### PROBLEM
Repeat each entry as written, dropping any picture you find.

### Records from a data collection
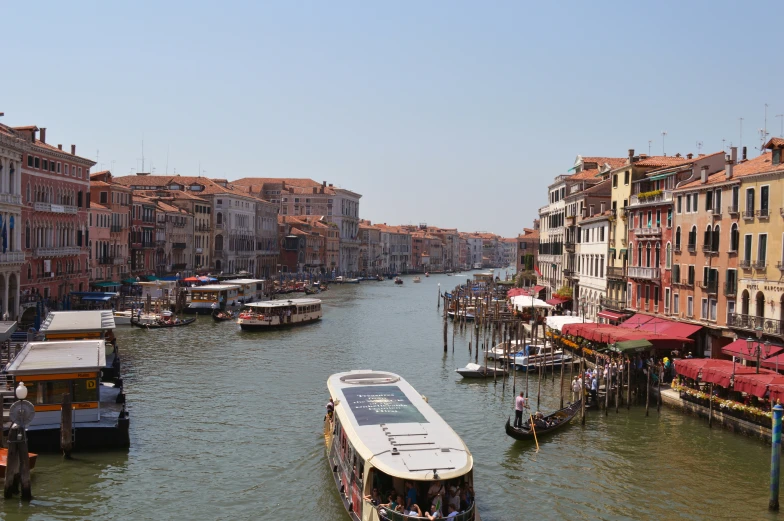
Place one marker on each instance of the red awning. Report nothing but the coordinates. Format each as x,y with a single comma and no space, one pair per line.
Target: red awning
774,362
740,349
611,315
692,367
608,334
636,321
757,384
722,375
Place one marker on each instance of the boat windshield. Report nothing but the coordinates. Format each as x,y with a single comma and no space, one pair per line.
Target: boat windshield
393,497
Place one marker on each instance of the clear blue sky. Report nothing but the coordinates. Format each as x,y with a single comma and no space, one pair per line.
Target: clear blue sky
452,113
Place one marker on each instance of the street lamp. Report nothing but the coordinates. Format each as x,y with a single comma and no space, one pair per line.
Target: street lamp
756,347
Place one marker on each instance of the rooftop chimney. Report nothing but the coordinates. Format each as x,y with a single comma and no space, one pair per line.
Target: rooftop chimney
728,166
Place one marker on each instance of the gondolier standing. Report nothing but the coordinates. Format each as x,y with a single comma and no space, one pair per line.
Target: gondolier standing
520,404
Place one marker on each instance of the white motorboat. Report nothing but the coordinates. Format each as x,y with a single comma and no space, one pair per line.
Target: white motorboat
479,371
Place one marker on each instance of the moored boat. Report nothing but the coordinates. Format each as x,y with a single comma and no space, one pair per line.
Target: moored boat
383,434
545,424
271,314
479,371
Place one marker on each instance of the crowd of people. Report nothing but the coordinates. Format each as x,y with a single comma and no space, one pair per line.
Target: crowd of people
446,500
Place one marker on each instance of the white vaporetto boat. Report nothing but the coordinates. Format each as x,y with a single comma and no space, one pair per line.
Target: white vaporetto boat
383,434
271,314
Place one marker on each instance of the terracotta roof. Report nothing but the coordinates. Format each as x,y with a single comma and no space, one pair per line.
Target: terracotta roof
759,165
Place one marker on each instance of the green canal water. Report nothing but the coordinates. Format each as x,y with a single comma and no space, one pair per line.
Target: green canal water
228,425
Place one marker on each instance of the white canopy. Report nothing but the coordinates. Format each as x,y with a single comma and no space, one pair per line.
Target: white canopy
557,322
523,302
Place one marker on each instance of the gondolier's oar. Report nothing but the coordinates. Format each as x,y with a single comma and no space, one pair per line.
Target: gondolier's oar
533,429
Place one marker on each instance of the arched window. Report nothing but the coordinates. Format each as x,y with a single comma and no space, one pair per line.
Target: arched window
734,238
715,238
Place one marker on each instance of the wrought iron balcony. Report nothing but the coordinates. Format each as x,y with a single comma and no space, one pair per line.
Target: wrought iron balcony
769,326
55,208
640,272
609,303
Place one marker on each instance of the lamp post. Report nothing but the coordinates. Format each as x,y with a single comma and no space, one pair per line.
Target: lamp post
756,347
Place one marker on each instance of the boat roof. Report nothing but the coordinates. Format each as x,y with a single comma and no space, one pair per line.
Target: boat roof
243,281
215,287
78,321
59,356
284,303
394,429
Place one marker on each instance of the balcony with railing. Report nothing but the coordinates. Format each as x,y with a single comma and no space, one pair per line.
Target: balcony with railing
614,304
769,326
710,287
64,251
647,232
656,196
11,198
55,208
641,272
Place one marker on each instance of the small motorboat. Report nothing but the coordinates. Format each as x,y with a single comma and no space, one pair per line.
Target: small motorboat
165,324
479,371
4,460
544,425
222,316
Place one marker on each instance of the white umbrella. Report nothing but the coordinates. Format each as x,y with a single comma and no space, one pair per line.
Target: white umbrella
523,302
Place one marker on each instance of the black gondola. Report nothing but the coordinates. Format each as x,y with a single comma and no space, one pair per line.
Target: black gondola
563,417
221,316
186,322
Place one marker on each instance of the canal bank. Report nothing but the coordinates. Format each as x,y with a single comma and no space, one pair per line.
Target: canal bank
228,425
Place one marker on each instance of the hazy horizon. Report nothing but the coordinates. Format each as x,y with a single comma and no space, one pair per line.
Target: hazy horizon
451,113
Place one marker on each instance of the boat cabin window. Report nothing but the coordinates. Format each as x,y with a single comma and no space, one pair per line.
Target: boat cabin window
47,392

### FINISHED EXERCISE
Place one marker on each instance of the red awning. Report nothing but the coordinates. Format each as x,y with a single comma and no space, one pair per line.
Target: red awning
774,362
740,349
611,315
692,367
608,334
636,321
757,384
722,375
Place one marker on each instance of the boat windshield. Report nothing but the coordinates. Format each as x,y with a single comma and no space, one pair per line.
Target: boat windshield
393,497
Place one marker on each instance of the clear blue sky. Report nothing but the coordinates. Format each as x,y with a single comma and no space, one pair per line.
Target: clear blue sky
452,113
Place one marker on each instance of the street lamp. Report nothing but the coordinates. Format each as x,y with a single comma and no space, one pair per line.
Target: street lamp
756,347
Place one marker on each instance of the rooftop chimney. Report nothing but the coordinates. Format each as x,y with a single comma and no space, one pair per line.
Target: rooftop chimney
728,166
Place one marker on each instance of the gondolier standing. Report nothing but the coordinates. Format each as x,y with a single comma and no space, one pair per line.
Target: gondolier standing
520,404
Place one marker on each instance of the white motorboat. Report nothing but the coordinates. Format each as x,y with a single comma and no space, one pair per line.
Target: white motorboat
479,371
Place one marker on each instance of the moored boat. Report nothing but the coordinates. Format each as x,y with a single comma and no space, one pair per line.
Target: moored boat
383,434
545,424
271,314
479,371
Place one marker on each instance of the crowd of people. Report nothing but the coordinates. Format each as x,y with a single comma and no space, one pair per line.
Target: crowd of people
446,500
Place one marker on each instance of the white vaporetto boat. Report nothing but the coordinates. Format each as x,y with a single comma and no space, one pair per line.
Target: white vaporetto boat
383,434
271,314
Place one marker on each instance of the terracotta roof. Report nothing but the coordinates. Format each as x,y with a single comma and no space, one pair per line.
Target: terracotta roof
759,165
Place one marker on each instance of the green canal water. Report nothing but the coordinates. Format each as x,y with a single comma and no space, one pair per line.
Target: green canal water
228,425
Place one marker on each instance of the white canopy. Report nothing but the coordinates. Format each as x,y with a single comma and no space, one pair per line.
Target: white canopy
557,322
523,302
Place one marker on each instance of the gondolier's oar. Report nothing but the coordinates. Format each as x,y with a single comma and no space, one pair per line.
Target: gondolier's oar
533,429
Place one marker on each instance of the arched window. Report nothing but the coordinates. Format each as x,y with a single comma and no space, one pair per line.
Target: arched window
734,238
715,238
Place one marker on each instance of the wrought iron balcony. Report nothing but the coordinates. Format each as x,y with a single comma and no space, one pair per line.
Target: wrought iron balcony
769,326
55,208
640,272
609,303
Place one marker on each instance of the lamp post. Report nothing but the coordinates. Format each as x,y with a single comma and no space, one pair per line.
Target: lamp post
756,347
Place one marker on each instance of the boat roof. Report nothing but the coordinates. Format each as x,y with a single comma and no space, one pair per line.
Target: boat roof
243,281
215,287
78,321
59,356
284,303
394,429
Place one marker on each instance of the balcony with railing. Report nothing but the coordinates. Format each as x,y with a single comma and no space, one pair per line.
Target: balcony with railing
614,304
769,326
710,287
64,251
647,232
656,196
11,198
55,208
641,272
Place one marker on each instance of the small motorboat. Report nothing but the coordinates. Format each as x,y with a single comma and no space, one pair per line.
Target: small motorboat
165,324
479,371
4,460
544,425
222,316
Place one marker on each instance of the white umbrella. Report nothing but the coordinates. Format each as x,y with a single comma and no space, one pair per line.
Target: white umbrella
523,302
Place one marker on each instance of the black gondola. Report nothing but the coordinates. Format each as x,y with a single comma and no space, one pair per line.
Target: black gondola
563,417
221,316
186,322
Place one marker on each instance of the canal bank. Report nothing but the coordinates. Format each as x,y with a single comma and no space, one pair per line.
Target: canal bank
228,425
Place one marker on each instance of the hazy horizon. Report nothing but the coordinates. Format each as x,y with a single comma and no space, one pair per line.
Target: hazy horizon
451,113
Place one marker on each instance of the boat cabin window. Report nothing but the coordinates. Format each as x,y with a single comma and no space, one pair per line.
Target: boat cabin window
47,392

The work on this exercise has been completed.